▶ _To be done_: Rescale the data from the line with "Definition first: for each instance of the hillside, the" up to and including the last line of the data. Write those lines out again, requests included, multiplying every coordinate in the answers by 2.4 and rounding to whole numbers with halves rounded up, and leave the numbers in the requests and their format samples unchanged.

▶ _Input rows_:

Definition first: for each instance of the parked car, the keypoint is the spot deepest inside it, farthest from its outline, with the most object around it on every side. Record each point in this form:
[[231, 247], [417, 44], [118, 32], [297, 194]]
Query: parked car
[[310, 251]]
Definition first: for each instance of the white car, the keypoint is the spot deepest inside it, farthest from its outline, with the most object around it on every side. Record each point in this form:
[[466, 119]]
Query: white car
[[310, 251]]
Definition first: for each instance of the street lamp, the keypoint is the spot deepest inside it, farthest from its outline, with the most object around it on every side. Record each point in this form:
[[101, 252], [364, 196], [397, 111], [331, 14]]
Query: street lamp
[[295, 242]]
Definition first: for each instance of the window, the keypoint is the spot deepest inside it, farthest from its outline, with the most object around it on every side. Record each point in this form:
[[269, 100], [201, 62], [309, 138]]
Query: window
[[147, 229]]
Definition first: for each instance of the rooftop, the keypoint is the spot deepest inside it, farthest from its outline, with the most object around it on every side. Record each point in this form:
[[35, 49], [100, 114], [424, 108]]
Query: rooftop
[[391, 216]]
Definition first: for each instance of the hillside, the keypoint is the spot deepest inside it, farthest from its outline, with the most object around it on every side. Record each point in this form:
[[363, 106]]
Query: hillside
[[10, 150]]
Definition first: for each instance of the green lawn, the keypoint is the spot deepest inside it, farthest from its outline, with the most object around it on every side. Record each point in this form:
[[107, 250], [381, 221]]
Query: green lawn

▶ _Expected output_:
Definition first: for each instance of the hillside, the keypoint is the spot deepest inside it, farthest from its outline, with the most object around it on every side. Record each point in this form:
[[363, 106]]
Query: hillside
[[24, 360]]
Definition first: for each instance of the green lawn, the keypoint is the spot deepest inside it, farthest from its outline, with the most object around it on every side. Record each point in this form:
[[107, 250], [381, 221]]
Query: green lawn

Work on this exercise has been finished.